_Trecho extraído_
O primeiro grande líder da agremiação também foi uma importante liderança comunitária da localidade. Seu nome era Paulo Benjamin de Oliveira, mas ele ficou eternizado como Paulo da Portela, o que, por si só, já dá uma boa ideia de seu envolvimento umbilical com a escola que ajudou a fundar. Paulo foi um batalhador incansável pelo reconhecimento das manifestações culturais de sua comunidade como legítimas e respeitáveis. Ele inclusive negociou, junto ao poder público, o aval para as festas e as apresentações carnavalescas da Portela e de outras agremiações, constituindo-se uma liderança reconhecida por todo o mundo do samba. O líder portelense empenhou-se pessoalmente no sentido de afastar os estigmas que sempre rondaram as manifestações culturais populares, como a feiúra e a marginalidade, incentivando os sambistas a se vestirem e se portarem com elegância e altivez. Era conhecido o seu lema segundo o qual sambistas deviam estar com “pés e pescoços ocupados”, o que se traduzia no cuidado em usar gravatas e bons calçados. Um esforço consciente em distanciar-se dos pés descalços que caracterizavam os negros escravizados.
Viver e circular pela localidade formada por Oswaldo Cruz, Madureira e bairros adjacentes é testemunhar cotidianamente a centralidade da escola de samba na vida comunitária. É topar com o legado de Paulo da Portela em cada esquina. É vivenciar, de forma concreta, conceitos aparentemente abstratos, como resistência e aquilombamento. Tudo isso está lá, visível nas mais variadas manifestações culturais do povo preto, que encontraram naquela região terreno fértil para crescer e se popularizar. Espaços como o Quilombo Urbano Agbara Dudu, o Jongo da Serrinha, o Baile Charme sob o viaduto Negrão de Lima, a Feira das Yabás, O Império Serrano, a Portela e incontáveis rodas de samba. Cada uma dessas manifestações é um galho nesse enorme baobá de resistência e ancestralidade.
Não seria exagerado afirmar que ter passado minha infância e adolescência imerso naquela atmosfera cultural constituiu minhas vivências, valores, preferências culturais e convicções ideológicas. Me fez ser quem sou, em suma. À primeira vista, se eu dissesse que Oswaldo Cruz é meu lugar de fala, talvez soasse como um trocadilho, uma subversão do conceito popularizado pela escritora Djamila Ribeiro, que estaria sendo utilizado em um contexto mais literal. No entanto, diante do impacto dessa vivência em minha forma de ser, de pensar e de agir enquanto preto, sambista e suburbano, posso tranquilamente dizer que levo Oswaldo Cruz na mente, na alma e na pele. Oswaldo Cruz, Madureira e a Portela são meus lugares de fala, não só enquanto origem geográfica, mas como fonte originária dos valores que defendo e das práticas culturais que perpetuo.

_Instruções da tarefa_
No trecho extraído acima, redigite tudo o que vai de "Não seria exagerado" até "culturais que perpetuo.", sem nenhuma alteração.

_Conjunto de dados_
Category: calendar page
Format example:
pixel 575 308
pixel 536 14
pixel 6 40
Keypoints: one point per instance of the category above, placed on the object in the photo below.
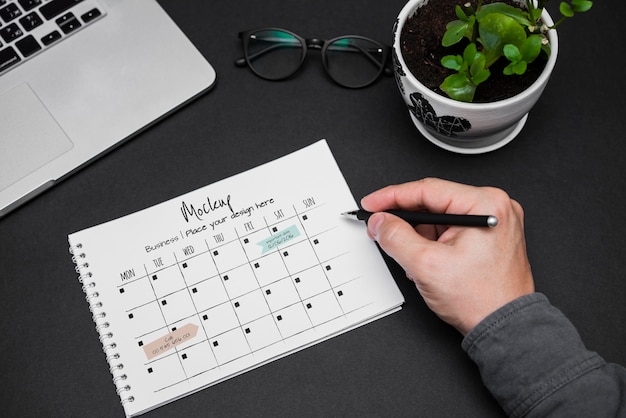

_Problema resolvido_
Não seria exagerado afirmar que ter passado minha infância e adolescência imerso naquela atmosfera cultural constituiu minhas vivências, valores, preferências culturais e convicções ideológicas. Me fez ser quem sou, em suma. À primeira vista, se eu dissesse que Oswaldo Cruz é meu lugar de fala, talvez soasse como um trocadilho, uma subversão do conceito popularizado pela escritora Djamila Ribeiro, que estaria sendo utilizado em um contexto mais literal. No entanto, diante do impacto dessa vivência em minha forma de ser, de pensar e de agir enquanto preto, sambista e suburbano, posso tranquilamente dizer que levo Oswaldo Cruz na mente, na alma e na pele. Oswaldo Cruz, Madureira e a Portela são meus lugares de fala, não só enquanto origem geográfica, mas como fonte originária dos valores que defendo e das práticas culturais que perpetuo.